▶ _Aufgaben_:
a) Schreiben Sie aus dem vorliegenden Text alles von „Egal warum eine“ bis hinunter zu „die Sache dennoch.“ wortgetreu ab.
b) Bringen Sie die Datensätze von der Zeile mit „Ground the manicured“ bis hinunter zum Ende der Datensätze, beide Enden eingeschlossen, in die Form einer nummerierten Liste. Leerzeilen entfallen.

▶ _Vorliegender Text_:

“Wechseln Sie schnell, hier ist alles viel billiger und ohne Nachteile.” – wirklich?
Auch nach über zwanzig Jahren in der aktiven Beratung zur Kranken- und Berufsunfähigkeitsversicherung bleibt manchmal einfach nur Kopfschütteln. So auch heute einmal mehr. Da gibt es so einen Vertrieb, einen mit dem passenden Impuls. Die scheinen einen neuen Freund zu haben, den Continentale Comfort Tarif. Einige Mitarbeiter dort “kümmern sich” augenblicklich mal wieder um bestehende PKV Kunden. Nicht ihre eigenen, aber solche die in Werbeanzeigen mal geklickt haben und nun ist es ja schließlich auch schon Juli.
Juli, also nur noch sechs Monate bis zum neuen Jahr und damit auch schon an der Zeit, Anträge in der privaten Krankenversicherung zu diesem Termin zu stellen. Der Termin ist deshalb wichtig, weil viele private Krankenversicherungen das Kalenderjahr als Versicherungsjahr nutzen und damit zum Jahresende eine Kündigung (mit dreimonatiger Frist) möglich ist.
Egal warum eine Antragstellung nötig ist, das vordatieren auf den 01. Januar 2021 kann durchaus sinnvoll sein, denn so spart sich der Interessent eine Anwartschaft und sichert sich dennoch kostenfrei den Gesundheitszustand per heute. So sind Veränderungen oder neue Erkrankungen bis zum Jahresende nicht mehr hinderlich für den Abschluss der neuen Absicherung, denn diese kann nun bereits verbindlich beantragt werden.
Soweit alles gut und richtig, doch einen Haken hat die Sache dennoch.
Continentale Comfort Tarif – Wechsel eines langjährig PKV versicherten Kunden?

▶ _Datenzeilen_:

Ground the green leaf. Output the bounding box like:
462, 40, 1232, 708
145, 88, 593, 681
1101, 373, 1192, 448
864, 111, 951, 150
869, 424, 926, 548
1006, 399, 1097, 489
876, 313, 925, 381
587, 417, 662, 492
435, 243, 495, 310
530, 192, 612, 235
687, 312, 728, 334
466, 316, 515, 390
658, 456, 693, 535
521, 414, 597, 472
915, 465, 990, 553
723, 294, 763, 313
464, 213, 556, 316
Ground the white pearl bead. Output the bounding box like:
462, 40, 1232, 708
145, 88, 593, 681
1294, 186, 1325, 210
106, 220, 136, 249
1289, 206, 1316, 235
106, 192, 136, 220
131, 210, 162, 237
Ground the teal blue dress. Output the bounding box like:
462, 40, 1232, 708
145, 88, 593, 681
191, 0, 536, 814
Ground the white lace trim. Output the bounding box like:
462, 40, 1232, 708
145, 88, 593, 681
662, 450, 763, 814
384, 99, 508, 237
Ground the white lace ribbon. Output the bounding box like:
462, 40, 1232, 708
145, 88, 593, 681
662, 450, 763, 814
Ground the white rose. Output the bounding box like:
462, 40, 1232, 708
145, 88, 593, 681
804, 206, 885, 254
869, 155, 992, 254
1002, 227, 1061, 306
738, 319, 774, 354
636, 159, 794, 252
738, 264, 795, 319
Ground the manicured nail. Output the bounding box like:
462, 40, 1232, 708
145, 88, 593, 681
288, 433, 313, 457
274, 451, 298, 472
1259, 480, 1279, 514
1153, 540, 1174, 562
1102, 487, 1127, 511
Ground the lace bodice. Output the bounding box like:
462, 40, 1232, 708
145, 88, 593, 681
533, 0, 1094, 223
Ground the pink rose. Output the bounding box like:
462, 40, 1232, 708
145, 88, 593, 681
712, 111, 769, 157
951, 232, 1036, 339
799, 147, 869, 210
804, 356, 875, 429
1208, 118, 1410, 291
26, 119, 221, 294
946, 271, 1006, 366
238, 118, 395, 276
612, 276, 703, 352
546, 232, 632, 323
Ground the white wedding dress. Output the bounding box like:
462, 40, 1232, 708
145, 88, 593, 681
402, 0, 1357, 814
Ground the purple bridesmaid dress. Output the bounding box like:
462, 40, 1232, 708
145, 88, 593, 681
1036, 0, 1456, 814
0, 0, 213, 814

▶ _Lösungen im Einzelnen_:
a)
Egal warum eine Antragstellung nötig ist, das vordatieren auf den 01. Januar 2021 kann durchaus sinnvoll sein, denn so spart sich der Interessent eine Anwartschaft und sichert sich dennoch kostenfrei den Gesundheitszustand per heute. So sind Veränderungen oder neue Erkrankungen bis zum Jahresende nicht mehr hinderlich für den Abschluss der neuen Absicherung, denn diese kann nun bereits verbindlich beantragt werden.
Soweit alles gut und richtig, doch einen Haken hat die Sache dennoch.

b)
1. Ground the manicured nail. Output the bounding box like:
2. 462, 40, 1232, 708
3. 145, 88, 593, 681
4. 288, 433, 313, 457
5. 274, 451, 298, 472
6. 1259, 480, 1279, 514
7. 1153, 540, 1174, 562
8. 1102, 487, 1127, 511
9. Ground the lace bodice. Output the bounding box like:
10. 462, 40, 1232, 708
11. 145, 88, 593, 681
12. 533, 0, 1094, 223
13. Ground the pink rose. Output the bounding box like:
14. 462, 40, 1232, 708
15. 145, 88, 593, 681
16. 712, 111, 769, 157
17. 951, 232, 1036, 339
18. 799, 147, 869, 210
19. 804, 356, 875, 429
20. 1208, 118, 1410, 291
21. 26, 119, 221, 294
22. 946, 271, 1006, 366
23. 238, 118, 395, 276
24. 612, 276, 703, 352
25. 546, 232, 632, 323
26. Ground the white wedding dress. Output the bounding box like:
27. 462, 40, 1232, 708
28. 145, 88, 593, 681
29. 402, 0, 1357, 814
30. Ground the purple bridesmaid dress. Output the bounding box like:
31. 462, 40, 1232, 708
32. 145, 88, 593, 681
33. 1036, 0, 1456, 814
34. 0, 0, 213, 814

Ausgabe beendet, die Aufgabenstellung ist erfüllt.